▶ Task instructions
Please find every line in the entries below that contains the string "ceiling", and copy it.

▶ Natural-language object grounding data
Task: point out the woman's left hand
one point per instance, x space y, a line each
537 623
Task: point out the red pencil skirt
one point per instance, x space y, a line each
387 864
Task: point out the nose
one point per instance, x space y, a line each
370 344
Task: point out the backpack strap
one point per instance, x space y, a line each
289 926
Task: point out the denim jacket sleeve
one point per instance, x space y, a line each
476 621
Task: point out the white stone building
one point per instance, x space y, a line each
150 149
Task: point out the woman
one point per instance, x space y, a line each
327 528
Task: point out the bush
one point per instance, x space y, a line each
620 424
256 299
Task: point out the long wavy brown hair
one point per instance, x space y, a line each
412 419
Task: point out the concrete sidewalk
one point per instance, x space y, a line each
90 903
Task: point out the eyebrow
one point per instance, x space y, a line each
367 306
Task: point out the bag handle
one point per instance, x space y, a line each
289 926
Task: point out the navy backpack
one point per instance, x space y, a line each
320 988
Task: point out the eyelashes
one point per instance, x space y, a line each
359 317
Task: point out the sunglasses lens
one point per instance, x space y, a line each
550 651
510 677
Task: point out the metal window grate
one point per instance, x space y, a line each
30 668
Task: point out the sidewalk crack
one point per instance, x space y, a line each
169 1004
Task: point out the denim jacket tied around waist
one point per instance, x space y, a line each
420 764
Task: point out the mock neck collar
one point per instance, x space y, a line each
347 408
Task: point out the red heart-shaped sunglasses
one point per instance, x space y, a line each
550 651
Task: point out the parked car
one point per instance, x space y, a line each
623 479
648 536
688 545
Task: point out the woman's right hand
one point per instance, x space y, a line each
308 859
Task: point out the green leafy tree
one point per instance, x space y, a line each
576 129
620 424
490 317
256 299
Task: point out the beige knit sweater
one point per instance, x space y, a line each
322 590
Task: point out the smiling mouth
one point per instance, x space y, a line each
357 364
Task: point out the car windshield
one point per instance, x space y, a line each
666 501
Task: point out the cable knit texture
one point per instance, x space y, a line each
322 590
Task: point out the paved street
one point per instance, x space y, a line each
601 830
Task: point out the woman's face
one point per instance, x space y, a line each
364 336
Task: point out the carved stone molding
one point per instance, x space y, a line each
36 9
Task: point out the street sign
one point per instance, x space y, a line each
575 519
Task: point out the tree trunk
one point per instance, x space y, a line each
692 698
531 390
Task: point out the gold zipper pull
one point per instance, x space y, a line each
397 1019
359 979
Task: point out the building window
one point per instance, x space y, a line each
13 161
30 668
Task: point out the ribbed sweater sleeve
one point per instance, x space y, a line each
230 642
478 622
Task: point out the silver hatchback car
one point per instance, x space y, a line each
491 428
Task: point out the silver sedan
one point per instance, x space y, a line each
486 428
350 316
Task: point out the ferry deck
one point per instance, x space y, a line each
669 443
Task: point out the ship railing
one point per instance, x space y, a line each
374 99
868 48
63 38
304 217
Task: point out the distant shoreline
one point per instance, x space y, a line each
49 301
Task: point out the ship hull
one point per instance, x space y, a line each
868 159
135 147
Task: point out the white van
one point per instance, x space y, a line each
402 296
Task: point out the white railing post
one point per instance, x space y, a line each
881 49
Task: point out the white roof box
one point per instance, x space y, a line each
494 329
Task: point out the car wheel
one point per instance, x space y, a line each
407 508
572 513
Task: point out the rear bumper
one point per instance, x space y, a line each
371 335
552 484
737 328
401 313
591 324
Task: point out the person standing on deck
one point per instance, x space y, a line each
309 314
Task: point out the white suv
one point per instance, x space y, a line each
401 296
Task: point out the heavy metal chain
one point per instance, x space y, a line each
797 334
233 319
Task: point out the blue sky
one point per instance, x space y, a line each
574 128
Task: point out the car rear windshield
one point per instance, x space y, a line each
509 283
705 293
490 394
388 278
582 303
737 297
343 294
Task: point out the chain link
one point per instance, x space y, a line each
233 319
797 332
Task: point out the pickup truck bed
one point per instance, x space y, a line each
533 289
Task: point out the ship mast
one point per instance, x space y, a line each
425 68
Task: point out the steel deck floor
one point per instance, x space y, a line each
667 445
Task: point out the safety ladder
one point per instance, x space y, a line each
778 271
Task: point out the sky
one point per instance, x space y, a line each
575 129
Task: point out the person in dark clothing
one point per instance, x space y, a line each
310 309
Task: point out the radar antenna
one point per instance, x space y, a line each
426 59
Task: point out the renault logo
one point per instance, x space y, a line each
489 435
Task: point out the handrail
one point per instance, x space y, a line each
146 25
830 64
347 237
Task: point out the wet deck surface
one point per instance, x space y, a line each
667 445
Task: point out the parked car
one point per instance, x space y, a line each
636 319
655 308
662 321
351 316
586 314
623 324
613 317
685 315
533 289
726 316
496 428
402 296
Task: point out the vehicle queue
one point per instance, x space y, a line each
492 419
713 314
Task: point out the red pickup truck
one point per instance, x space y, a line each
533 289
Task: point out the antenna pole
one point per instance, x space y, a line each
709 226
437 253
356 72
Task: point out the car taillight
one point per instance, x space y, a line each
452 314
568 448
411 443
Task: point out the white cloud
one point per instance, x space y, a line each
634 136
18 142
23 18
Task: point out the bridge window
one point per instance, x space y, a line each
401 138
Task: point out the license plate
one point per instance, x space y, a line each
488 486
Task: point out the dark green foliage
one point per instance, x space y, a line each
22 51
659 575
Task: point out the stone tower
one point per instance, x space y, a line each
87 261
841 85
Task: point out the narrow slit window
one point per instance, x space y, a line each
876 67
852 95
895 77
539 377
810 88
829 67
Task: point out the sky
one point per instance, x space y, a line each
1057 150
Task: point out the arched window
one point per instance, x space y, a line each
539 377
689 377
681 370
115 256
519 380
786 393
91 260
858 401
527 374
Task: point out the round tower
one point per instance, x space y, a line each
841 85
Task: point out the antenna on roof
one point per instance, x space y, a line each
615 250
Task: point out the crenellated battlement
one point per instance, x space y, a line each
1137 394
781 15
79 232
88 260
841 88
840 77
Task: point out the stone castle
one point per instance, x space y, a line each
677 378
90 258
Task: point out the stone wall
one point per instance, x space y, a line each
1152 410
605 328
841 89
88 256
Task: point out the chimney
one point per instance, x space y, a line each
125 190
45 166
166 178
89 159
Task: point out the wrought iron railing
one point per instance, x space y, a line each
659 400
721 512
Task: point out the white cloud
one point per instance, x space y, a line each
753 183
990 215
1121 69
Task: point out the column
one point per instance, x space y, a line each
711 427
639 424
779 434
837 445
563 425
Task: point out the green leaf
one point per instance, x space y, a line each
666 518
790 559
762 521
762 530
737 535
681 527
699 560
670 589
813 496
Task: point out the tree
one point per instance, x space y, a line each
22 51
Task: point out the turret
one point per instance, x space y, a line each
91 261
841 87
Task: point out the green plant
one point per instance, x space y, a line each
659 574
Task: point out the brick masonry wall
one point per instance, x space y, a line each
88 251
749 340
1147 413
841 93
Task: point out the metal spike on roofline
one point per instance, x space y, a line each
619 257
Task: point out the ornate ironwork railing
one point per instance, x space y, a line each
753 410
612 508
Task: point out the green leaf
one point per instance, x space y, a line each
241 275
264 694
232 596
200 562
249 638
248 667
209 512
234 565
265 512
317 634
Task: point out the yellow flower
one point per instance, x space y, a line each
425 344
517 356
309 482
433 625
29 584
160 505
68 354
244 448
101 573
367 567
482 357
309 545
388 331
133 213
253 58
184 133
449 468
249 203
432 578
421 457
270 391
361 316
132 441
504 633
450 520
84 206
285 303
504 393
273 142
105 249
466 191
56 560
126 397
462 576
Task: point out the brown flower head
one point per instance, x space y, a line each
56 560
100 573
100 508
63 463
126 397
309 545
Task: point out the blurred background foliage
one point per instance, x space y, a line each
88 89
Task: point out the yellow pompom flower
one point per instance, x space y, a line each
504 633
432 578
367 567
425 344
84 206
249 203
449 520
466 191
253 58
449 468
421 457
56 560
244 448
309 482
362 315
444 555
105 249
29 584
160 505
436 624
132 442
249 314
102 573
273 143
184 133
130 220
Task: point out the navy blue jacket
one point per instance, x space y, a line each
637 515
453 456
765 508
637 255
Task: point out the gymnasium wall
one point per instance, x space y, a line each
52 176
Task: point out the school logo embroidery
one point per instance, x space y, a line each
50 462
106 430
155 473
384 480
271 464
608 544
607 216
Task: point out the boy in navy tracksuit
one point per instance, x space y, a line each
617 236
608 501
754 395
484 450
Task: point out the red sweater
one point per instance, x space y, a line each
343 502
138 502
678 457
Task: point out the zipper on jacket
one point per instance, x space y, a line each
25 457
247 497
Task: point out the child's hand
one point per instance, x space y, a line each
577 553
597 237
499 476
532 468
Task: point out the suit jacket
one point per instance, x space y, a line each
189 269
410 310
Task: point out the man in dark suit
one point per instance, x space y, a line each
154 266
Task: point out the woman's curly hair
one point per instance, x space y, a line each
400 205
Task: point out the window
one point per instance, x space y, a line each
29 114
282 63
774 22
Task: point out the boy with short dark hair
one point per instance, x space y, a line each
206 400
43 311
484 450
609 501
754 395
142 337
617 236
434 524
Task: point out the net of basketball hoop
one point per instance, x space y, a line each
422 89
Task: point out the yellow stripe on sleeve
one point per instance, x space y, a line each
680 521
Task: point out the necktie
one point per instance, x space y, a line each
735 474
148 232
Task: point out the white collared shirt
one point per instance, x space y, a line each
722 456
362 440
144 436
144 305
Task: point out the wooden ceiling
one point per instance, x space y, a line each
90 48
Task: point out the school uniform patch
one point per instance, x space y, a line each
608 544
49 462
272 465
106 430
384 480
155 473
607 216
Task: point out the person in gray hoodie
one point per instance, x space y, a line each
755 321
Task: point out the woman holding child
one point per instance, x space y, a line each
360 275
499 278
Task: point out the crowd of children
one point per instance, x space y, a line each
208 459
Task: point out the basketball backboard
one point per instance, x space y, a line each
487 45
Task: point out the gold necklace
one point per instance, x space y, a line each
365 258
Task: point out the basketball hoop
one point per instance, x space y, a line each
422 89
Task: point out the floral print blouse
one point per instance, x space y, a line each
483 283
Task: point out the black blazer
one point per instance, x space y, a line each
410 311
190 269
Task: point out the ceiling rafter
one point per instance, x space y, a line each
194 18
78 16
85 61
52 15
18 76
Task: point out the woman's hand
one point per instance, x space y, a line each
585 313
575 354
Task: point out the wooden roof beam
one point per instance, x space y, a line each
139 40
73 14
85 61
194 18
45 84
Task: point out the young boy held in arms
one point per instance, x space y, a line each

▶ Solution to the problem
Task: point out the wooden ceiling
Task: point out the ceiling rafter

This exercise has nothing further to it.